### Instructions
A - Reproduce the Brexit air cargo article word for word from "However, according to" to "Britain’s unwritten constitution.".
B - Write the next part of the Brexit air cargo article, starting right after its last sentence.

Air cargo carriers are expecting a demand surge for scheduled and charter capacity if the British government overcomes opposition in Parliament and proceeds with a no-deal exit from the European Union Oct. 31, a scenario that even government experts agree will cause logistics chaos at English Channel ports.
Opposition to a no-deal Brexit reached fever pitch Sept. 4 when the Conservative government led by Boris Johnson suffered a heavy parliamentary defeat. The defeat could pave the way for a bill to be passed designed to prevent Britain from leaving the European Union with no deal at the end of October. It also could prompt multiple other outcomes, including a further delay to Brexit, a general election or — and this is a long shot — an agreement between the EU and U.K. being struck in the coming weeks.
However, according to some constitutional experts, even a bill designed to prevent a no-deal Brexit might in theory be circumvented. Such are the Byzantine possibilities and complications of Britain’s unwritten constitution.

### Material shown
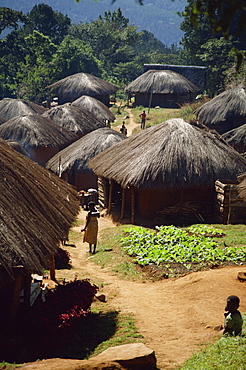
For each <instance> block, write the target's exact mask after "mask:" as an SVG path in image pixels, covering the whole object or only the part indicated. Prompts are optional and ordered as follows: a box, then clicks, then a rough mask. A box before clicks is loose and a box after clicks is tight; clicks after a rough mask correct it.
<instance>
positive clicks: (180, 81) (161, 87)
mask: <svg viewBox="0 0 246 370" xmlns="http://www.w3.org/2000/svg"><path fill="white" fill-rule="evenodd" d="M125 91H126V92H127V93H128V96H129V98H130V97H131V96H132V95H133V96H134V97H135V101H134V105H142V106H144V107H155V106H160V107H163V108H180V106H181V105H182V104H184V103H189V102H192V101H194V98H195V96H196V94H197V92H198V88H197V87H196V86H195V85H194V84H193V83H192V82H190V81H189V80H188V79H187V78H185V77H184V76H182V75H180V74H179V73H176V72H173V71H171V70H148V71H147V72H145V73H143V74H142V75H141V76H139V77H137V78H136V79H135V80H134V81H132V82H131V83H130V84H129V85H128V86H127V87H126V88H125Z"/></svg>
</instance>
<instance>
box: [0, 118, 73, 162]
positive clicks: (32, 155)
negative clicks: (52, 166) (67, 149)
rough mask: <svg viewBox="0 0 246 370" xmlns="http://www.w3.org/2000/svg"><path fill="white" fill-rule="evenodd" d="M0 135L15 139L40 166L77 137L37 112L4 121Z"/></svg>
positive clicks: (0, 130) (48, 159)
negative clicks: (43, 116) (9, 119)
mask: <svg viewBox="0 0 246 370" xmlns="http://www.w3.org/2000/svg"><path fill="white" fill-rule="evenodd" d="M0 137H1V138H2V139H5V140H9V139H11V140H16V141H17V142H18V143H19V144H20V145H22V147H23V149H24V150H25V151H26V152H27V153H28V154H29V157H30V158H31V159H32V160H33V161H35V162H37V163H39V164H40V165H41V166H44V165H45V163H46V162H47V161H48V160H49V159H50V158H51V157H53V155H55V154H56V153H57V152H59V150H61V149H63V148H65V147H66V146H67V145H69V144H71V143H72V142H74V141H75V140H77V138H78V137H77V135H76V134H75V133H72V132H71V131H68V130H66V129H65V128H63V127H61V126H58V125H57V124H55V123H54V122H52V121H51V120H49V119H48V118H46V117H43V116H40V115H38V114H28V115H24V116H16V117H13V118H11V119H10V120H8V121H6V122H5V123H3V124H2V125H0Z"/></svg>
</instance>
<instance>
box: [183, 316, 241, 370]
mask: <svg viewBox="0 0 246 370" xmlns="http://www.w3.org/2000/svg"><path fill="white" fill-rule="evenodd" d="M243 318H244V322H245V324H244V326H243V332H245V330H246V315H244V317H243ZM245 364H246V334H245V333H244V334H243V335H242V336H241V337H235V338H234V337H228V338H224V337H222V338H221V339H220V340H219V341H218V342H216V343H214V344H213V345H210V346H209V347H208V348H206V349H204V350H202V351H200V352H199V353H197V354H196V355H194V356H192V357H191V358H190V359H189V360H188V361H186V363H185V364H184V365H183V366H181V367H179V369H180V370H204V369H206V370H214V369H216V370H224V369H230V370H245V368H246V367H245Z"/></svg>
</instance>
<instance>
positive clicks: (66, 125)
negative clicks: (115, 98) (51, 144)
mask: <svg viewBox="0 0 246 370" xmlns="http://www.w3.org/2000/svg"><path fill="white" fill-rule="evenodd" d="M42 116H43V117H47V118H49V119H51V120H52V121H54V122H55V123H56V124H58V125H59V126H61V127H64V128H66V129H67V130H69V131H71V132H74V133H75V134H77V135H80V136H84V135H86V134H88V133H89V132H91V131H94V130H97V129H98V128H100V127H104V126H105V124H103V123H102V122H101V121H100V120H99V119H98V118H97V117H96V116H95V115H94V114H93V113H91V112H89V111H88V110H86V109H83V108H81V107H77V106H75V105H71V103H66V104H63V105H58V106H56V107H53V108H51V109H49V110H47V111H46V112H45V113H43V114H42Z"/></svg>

--

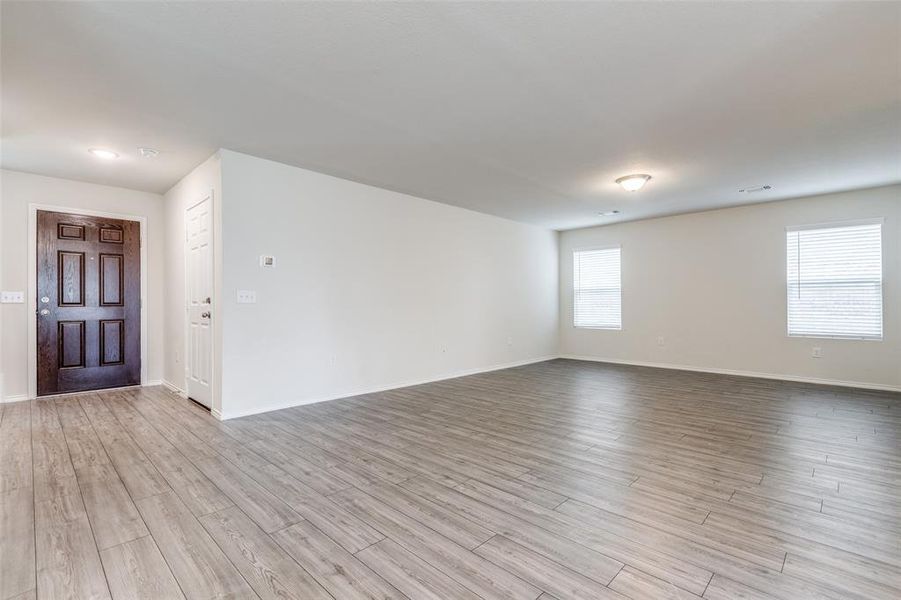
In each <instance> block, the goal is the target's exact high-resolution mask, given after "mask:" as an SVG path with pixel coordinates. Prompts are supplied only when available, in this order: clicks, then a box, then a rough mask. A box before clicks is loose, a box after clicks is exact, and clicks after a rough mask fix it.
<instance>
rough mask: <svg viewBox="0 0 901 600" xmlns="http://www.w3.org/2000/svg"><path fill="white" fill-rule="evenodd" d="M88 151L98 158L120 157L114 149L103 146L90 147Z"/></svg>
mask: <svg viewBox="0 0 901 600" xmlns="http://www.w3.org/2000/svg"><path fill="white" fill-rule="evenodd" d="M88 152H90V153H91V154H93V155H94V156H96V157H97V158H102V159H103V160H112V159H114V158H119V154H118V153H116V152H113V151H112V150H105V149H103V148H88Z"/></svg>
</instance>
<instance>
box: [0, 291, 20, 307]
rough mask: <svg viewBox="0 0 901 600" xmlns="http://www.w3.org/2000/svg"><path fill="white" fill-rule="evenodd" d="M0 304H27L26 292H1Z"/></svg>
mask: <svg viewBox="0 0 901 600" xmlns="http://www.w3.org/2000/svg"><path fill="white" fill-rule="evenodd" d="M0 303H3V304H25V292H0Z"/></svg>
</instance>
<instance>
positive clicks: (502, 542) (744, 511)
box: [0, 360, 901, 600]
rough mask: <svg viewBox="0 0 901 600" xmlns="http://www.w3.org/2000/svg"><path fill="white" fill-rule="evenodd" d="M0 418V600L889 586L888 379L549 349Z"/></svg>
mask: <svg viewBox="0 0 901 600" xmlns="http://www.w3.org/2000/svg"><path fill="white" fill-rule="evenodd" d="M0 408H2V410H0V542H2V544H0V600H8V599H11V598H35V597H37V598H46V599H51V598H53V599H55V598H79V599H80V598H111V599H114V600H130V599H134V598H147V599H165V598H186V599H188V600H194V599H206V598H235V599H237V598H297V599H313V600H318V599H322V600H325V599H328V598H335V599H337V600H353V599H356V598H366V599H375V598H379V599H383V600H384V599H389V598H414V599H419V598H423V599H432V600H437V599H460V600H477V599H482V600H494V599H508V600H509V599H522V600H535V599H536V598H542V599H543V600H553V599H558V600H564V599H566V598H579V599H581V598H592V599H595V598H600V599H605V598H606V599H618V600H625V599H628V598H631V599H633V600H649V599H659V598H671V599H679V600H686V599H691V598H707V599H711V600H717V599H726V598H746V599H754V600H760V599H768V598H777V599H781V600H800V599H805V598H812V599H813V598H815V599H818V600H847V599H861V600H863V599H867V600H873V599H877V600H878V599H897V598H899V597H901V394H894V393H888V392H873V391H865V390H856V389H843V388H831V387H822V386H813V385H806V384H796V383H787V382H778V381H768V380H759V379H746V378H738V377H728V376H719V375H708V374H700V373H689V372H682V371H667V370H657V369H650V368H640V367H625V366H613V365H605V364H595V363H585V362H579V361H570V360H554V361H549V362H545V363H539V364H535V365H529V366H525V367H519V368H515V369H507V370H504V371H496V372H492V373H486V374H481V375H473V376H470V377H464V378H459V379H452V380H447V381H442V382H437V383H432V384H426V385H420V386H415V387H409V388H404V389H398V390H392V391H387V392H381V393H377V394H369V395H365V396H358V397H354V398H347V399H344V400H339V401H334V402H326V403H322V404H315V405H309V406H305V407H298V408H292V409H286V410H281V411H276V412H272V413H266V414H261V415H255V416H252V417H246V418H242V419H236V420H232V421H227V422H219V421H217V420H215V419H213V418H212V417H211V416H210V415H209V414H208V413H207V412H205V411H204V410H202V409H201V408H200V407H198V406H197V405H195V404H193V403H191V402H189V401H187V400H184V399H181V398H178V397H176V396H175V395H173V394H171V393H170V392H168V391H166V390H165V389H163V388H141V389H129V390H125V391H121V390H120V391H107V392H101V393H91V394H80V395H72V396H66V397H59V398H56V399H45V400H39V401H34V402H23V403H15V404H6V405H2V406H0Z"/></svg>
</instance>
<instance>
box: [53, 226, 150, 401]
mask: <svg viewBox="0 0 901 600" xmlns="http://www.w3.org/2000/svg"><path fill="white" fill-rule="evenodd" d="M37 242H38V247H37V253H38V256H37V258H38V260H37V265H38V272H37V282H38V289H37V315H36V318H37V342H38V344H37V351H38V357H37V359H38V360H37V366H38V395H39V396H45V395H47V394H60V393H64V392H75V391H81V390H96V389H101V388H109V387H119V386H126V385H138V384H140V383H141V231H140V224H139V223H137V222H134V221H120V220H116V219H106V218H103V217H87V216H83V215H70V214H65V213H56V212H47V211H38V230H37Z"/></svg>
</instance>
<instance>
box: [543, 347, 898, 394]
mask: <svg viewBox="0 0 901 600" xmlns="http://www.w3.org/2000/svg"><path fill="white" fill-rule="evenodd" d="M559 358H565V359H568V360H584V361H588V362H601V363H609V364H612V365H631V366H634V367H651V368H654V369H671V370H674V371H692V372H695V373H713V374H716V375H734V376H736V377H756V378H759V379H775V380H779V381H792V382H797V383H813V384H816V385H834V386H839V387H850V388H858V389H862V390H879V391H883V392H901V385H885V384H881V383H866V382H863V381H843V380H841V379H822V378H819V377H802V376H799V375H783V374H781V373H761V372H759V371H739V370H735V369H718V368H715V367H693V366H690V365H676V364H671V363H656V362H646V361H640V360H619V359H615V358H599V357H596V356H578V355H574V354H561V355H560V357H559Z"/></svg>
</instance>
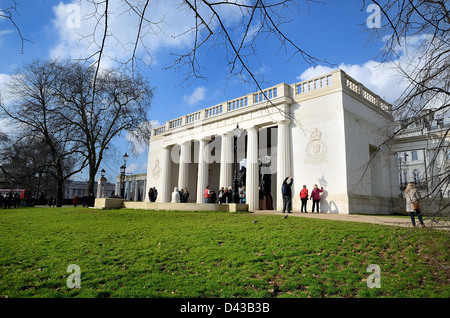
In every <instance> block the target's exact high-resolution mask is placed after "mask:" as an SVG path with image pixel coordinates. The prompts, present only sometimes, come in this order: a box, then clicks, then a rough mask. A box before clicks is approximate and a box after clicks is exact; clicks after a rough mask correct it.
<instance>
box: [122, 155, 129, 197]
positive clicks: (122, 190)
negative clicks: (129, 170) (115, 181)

* * *

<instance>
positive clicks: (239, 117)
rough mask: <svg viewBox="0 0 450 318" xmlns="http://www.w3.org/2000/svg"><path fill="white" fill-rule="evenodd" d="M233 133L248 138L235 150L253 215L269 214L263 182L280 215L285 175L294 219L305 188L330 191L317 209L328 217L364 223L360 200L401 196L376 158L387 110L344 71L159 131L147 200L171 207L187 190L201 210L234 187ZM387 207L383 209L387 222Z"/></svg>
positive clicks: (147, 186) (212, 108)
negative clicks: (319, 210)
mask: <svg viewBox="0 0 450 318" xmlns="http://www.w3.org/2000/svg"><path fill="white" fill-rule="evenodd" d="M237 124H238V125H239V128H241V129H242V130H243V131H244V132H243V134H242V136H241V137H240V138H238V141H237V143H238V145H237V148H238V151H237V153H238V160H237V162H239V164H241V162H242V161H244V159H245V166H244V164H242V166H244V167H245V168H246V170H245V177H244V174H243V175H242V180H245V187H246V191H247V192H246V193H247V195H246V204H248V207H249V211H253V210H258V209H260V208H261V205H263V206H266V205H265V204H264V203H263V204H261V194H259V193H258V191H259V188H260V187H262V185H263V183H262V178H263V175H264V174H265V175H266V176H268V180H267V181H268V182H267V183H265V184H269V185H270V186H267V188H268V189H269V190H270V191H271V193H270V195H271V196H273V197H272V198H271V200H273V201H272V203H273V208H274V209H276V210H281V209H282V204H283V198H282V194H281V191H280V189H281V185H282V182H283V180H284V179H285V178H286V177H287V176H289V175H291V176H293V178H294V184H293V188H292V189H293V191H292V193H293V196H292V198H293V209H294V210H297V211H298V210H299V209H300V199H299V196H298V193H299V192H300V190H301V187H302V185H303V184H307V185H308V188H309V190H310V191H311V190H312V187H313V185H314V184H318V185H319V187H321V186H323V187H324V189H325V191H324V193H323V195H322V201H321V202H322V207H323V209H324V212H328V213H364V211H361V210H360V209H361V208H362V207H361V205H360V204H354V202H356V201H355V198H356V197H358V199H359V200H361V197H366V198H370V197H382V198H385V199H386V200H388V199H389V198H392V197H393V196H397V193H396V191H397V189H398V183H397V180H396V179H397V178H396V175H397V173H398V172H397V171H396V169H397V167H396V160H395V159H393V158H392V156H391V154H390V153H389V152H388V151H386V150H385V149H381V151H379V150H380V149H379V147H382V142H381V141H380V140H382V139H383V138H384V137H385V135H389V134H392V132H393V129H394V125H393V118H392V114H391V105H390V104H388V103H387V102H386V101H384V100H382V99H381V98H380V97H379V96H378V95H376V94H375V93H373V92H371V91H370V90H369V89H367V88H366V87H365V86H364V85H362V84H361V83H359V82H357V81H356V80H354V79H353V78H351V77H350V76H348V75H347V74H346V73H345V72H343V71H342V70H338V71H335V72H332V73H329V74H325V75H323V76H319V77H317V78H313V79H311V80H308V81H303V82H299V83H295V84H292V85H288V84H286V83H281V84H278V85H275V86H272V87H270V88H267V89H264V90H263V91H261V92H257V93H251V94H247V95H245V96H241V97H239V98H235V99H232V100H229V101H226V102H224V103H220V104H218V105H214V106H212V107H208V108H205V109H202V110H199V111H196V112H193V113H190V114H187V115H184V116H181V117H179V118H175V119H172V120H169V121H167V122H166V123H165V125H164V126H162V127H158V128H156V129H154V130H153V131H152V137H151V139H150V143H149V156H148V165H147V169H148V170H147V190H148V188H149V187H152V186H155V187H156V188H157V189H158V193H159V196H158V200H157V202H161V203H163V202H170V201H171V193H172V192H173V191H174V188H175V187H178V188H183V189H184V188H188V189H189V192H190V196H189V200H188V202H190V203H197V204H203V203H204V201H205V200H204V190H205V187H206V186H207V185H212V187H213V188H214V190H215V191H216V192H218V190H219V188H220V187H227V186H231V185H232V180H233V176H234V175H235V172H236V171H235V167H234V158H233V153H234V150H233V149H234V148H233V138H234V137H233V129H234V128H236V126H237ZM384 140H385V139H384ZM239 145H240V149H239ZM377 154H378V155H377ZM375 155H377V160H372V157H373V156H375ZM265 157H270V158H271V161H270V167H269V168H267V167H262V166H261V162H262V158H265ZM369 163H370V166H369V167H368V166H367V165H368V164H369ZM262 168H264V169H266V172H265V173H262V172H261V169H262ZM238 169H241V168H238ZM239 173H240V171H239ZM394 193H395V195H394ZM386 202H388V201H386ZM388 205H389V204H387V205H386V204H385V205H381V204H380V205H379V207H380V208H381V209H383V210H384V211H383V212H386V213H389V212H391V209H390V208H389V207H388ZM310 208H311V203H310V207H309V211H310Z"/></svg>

### Answers per task
A -
However, according to some constitutional experts, even a bill designed to prevent a no-deal Brexit might in theory be circumvented. Such are the Byzantine possibilities and complications of Britain’s unwritten constitution.

B -
While the politicians squabble, the logistics sector is doing its best to plan ahead. And history shows a no-deal Brexit or a Brexit agreement that disrupts trade represents an opportunity, at least in the short term.
Peter Stallion, an air cargo derivatives broker at Freight Investor Services, told FreightWaves a no-deal — or disruptive — Brexit would see chartering activity spike if a capacity squeeze or a land/port route blockage occurred or seemed likely.
“Given the price of charters and the perceived risk of committing to them for what is a highly uncertain Brexit scenario, chartering will largely appear during or in reaction to any cataclysmic lack of capacity or holdup at the border,” he said. “You may see forwarders laying on charter services into the U.K. as some form of service guarantee to clients.”
This is precisely what occurred around the previous Brexit deadline of March 29, before a stay of execution was agreed to by the U.K. and the EU. Air cargo operators reported a flurry of charter and scheduled bookings as shippers and their proxies took steps to secure capacity to keep critical supply chains open in anticipation of chaos at English Channel ports, the critical artery for trade between the U.K. and the European Union.
Raphael De Vannoise, U.K. and Ireland director for Air France-KLM Cargo, confirmed the carrier saw a demand increase in March ahead of the earlier Brexit deadline, particularly from shippers seeking contingency plans for perishable goods that usually ship by truck.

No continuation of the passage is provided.